-- Permintaan yang diberikan --
Ganti "whatever matches the query" dengan "everything that fits the query" di seluruh catatan di bawah ini, lalu tulis ulang semuanya tanpa mengubah bagian lain.

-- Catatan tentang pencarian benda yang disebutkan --

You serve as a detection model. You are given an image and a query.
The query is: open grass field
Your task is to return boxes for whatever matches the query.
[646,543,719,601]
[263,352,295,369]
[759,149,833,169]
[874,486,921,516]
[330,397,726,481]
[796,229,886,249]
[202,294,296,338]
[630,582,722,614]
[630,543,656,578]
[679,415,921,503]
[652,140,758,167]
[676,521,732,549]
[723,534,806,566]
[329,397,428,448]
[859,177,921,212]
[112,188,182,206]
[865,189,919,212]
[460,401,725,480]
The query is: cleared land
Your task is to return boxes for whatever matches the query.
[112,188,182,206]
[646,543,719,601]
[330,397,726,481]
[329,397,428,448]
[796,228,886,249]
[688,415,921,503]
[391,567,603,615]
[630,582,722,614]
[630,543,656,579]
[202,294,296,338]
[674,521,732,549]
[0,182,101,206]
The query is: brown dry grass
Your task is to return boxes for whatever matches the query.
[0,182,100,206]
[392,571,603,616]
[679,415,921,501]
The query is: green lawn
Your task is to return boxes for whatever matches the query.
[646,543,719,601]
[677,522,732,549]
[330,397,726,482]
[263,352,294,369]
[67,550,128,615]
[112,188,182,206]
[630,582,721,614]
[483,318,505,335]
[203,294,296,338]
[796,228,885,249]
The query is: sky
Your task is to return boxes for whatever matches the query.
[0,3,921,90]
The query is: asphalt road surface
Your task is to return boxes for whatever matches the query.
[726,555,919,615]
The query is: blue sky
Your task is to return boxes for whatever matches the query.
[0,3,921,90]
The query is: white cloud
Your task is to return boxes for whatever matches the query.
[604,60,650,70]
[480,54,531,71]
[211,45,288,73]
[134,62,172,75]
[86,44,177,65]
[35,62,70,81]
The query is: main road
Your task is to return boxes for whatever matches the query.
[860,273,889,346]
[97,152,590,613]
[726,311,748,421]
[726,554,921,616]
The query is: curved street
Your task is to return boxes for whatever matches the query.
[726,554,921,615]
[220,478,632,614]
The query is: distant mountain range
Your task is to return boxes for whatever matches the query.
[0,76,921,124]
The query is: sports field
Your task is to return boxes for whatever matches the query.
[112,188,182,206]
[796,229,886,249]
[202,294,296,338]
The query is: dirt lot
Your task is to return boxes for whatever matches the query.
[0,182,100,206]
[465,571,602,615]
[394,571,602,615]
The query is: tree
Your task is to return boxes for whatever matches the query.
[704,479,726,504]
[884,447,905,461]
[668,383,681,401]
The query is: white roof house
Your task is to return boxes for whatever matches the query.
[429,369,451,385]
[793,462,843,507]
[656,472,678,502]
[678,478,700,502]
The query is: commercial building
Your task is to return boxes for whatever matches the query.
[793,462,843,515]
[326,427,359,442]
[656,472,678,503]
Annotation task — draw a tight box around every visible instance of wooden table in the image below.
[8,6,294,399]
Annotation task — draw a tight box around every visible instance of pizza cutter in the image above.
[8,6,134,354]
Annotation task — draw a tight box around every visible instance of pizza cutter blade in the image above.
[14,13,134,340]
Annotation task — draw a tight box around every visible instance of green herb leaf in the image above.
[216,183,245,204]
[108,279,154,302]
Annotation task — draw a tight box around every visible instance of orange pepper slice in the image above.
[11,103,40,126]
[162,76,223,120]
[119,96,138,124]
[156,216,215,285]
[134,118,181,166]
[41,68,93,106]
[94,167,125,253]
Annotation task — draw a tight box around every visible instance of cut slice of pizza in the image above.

-- Jawaban tugas --
You serve as a detection model. You are given an image and a query.
The query is: open grass field
Your task is to return boxes for everything that fits the query.
[646,543,719,601]
[263,352,295,369]
[759,149,833,169]
[874,486,921,516]
[330,397,726,481]
[796,229,886,249]
[202,294,296,338]
[630,582,722,614]
[630,543,656,578]
[679,415,921,503]
[652,140,758,167]
[676,521,732,549]
[723,534,806,566]
[329,397,428,448]
[859,177,921,212]
[112,188,182,206]
[865,189,919,212]
[460,401,725,480]
The query is: cleared land
Your task is to return boxes for everything that fits the query.
[112,188,182,206]
[646,543,719,601]
[330,397,726,481]
[329,397,428,448]
[796,228,886,249]
[688,415,921,503]
[391,567,603,615]
[630,582,722,614]
[630,543,656,579]
[202,294,296,338]
[674,521,732,549]
[0,182,101,206]
The query is: brown dry grass
Your task is to return boxes for everything that fits the query.
[0,182,100,206]
[392,571,603,616]
[679,415,921,501]
The query is: green lawn
Your task is to return boxes for everything that fits the query.
[646,543,719,601]
[677,522,732,549]
[330,397,726,482]
[263,352,294,369]
[67,550,128,615]
[112,188,182,206]
[630,582,721,614]
[483,318,505,335]
[203,294,296,338]
[796,228,885,249]
The query is: sky
Your task is to return boxes for everything that fits the query.
[0,3,921,90]
The query is: asphalt road surface
Your task is to return boxes for everything that fits the query.
[726,555,919,615]
The query is: blue sky
Your task is to return boxes for everything that fits the query.
[0,3,921,90]
The query is: white cloud
Your task is to return boxes for everything that fits the query.
[604,60,650,70]
[480,54,531,71]
[211,45,288,73]
[134,62,172,75]
[86,44,177,65]
[35,62,70,81]
The query is: main road
Your task is to return boxes for everything that fits the query.
[860,273,889,346]
[97,152,590,613]
[726,311,748,421]
[726,554,921,616]
The query is: curved street
Your task is to return boxes for everything that fits the query.
[726,554,921,615]
[220,478,632,614]
The query is: distant mountain range
Your task is to return boxes for everything that fits the query.
[0,76,921,124]
The query is: sports field
Your task is to return boxes for everything that fits the query.
[112,188,182,206]
[796,229,886,249]
[202,294,296,338]
The query is: dirt lot
Your task is to return boxes for everything that fits the query.
[0,182,100,206]
[465,571,602,615]
[394,571,602,615]
The query is: tree
Your task is to return boxes for everything that fits the query.
[704,479,726,504]
[884,447,905,461]
[668,383,681,401]
The query is: white roof house
Your task is to return boxes for everything that fits the query.
[429,369,451,385]
[793,462,843,507]
[656,472,678,502]
[678,478,700,502]
The query is: commercial building
Your task is to return boxes for everything that fits the query.
[793,462,843,515]
[326,427,359,442]
[656,472,678,503]
Annotation task — draw a tight box around every visible instance of wooden table in the image below.
[8,6,294,399]
Annotation task — draw a tight box around every visible instance of pizza cutter in the image above.
[8,6,134,354]
Annotation task — draw a tight box around every visible instance of pizza cutter blade in the image above.
[14,13,134,340]
Annotation task — draw a tight box around every visible instance of green herb leaf in the image above.
[216,183,245,204]
[108,279,154,302]
Annotation task — draw a tight box around every visible instance of orange pepper slice in the image above.
[11,103,40,126]
[162,76,223,120]
[119,96,138,124]
[156,216,215,285]
[134,118,181,166]
[41,68,93,106]
[94,167,125,253]
Annotation task — draw a tight box around every visible instance of cut slice of pizza in the image above.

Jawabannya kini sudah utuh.